Exercise goal: Everything in the entries except the pictures should be copied exactly.

[Record excerpts Boundary: Start]

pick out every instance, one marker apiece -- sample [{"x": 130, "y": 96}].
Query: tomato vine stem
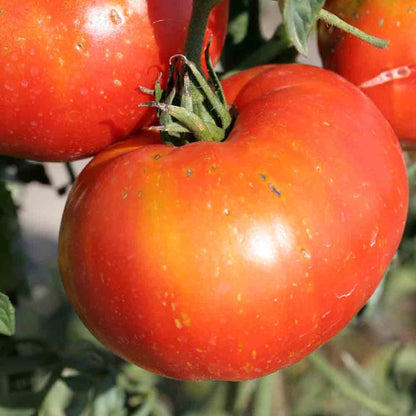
[
  {"x": 201, "y": 10},
  {"x": 334, "y": 20}
]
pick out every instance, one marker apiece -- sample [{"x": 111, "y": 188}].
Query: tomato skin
[
  {"x": 360, "y": 62},
  {"x": 70, "y": 73},
  {"x": 231, "y": 260}
]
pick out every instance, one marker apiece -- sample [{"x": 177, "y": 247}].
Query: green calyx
[{"x": 191, "y": 108}]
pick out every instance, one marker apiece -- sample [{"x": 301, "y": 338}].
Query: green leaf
[
  {"x": 7, "y": 321},
  {"x": 4, "y": 411},
  {"x": 299, "y": 17},
  {"x": 79, "y": 383}
]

[Record excerpts Boundary: End]

Exercise solution:
pick out every instance, one marker apiece -- sample [{"x": 130, "y": 96}].
Query: tomato vine stem
[
  {"x": 201, "y": 10},
  {"x": 334, "y": 20}
]
pick out every instance, one marker apiece -- sample [{"x": 111, "y": 188}].
Query: tomato skin
[
  {"x": 360, "y": 62},
  {"x": 70, "y": 73},
  {"x": 231, "y": 260}
]
pick out every instance, one marker apiece -- sample [{"x": 177, "y": 247}].
Query: green calyx
[{"x": 191, "y": 108}]
pick out every instance, one marker apiece -- sample [{"x": 301, "y": 338}].
Query: green leaf
[
  {"x": 7, "y": 321},
  {"x": 4, "y": 411},
  {"x": 299, "y": 17},
  {"x": 79, "y": 383}
]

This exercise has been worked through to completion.